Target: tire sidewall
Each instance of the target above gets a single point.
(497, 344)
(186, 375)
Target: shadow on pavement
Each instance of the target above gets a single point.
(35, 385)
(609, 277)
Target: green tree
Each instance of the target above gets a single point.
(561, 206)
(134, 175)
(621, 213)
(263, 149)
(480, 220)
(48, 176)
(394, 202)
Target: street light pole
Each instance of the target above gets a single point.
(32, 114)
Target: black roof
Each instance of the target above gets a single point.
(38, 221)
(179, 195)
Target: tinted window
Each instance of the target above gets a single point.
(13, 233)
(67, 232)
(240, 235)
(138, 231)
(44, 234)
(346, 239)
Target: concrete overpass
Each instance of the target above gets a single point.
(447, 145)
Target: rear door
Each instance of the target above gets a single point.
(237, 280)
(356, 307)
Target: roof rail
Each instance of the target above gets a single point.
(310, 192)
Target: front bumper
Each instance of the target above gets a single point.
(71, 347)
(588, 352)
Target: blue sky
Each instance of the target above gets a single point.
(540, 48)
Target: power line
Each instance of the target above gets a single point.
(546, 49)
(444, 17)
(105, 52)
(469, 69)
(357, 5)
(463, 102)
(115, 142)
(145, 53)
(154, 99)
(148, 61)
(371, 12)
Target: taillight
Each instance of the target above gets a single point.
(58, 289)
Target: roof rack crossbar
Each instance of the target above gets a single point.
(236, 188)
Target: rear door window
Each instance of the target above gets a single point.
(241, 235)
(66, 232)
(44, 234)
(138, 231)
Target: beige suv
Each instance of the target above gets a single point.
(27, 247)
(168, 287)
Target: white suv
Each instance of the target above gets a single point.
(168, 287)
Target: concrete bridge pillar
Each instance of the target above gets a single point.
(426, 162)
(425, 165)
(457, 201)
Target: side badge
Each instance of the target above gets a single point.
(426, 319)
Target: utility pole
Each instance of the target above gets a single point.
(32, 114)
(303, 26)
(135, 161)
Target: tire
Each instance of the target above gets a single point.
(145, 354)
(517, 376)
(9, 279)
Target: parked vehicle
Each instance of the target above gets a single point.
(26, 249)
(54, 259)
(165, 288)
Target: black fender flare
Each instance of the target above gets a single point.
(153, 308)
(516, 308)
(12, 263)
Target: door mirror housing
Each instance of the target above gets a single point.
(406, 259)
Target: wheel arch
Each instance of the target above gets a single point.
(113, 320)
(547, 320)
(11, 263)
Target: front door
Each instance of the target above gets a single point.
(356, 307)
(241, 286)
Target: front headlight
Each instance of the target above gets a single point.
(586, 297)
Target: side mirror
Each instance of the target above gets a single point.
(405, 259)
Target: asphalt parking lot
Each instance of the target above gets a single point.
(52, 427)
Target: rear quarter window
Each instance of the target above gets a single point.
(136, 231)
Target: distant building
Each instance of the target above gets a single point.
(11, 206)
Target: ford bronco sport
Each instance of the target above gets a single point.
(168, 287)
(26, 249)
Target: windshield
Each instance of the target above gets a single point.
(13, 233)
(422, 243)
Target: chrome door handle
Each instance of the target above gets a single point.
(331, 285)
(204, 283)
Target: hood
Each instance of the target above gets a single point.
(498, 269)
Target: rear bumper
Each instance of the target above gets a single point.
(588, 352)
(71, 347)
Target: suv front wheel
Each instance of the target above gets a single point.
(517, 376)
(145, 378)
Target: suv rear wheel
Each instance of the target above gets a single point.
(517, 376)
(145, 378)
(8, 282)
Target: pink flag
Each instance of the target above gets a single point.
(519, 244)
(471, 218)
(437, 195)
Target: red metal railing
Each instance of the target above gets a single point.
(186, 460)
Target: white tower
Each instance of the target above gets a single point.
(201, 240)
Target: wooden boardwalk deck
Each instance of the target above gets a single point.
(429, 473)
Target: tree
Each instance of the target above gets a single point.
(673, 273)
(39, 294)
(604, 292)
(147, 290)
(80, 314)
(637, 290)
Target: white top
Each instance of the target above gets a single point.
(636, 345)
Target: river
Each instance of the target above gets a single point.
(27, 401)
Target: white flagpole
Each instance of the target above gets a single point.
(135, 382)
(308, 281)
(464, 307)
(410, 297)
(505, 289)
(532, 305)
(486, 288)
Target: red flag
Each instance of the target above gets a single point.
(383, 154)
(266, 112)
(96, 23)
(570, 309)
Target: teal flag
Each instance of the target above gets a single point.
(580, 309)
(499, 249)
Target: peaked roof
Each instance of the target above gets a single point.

###

> [Exercise goal] Which lines above hold the string "window"? Show each of them.

> [Response to the task]
Target: tinted window
Target: rear door window
Target: rear quarter window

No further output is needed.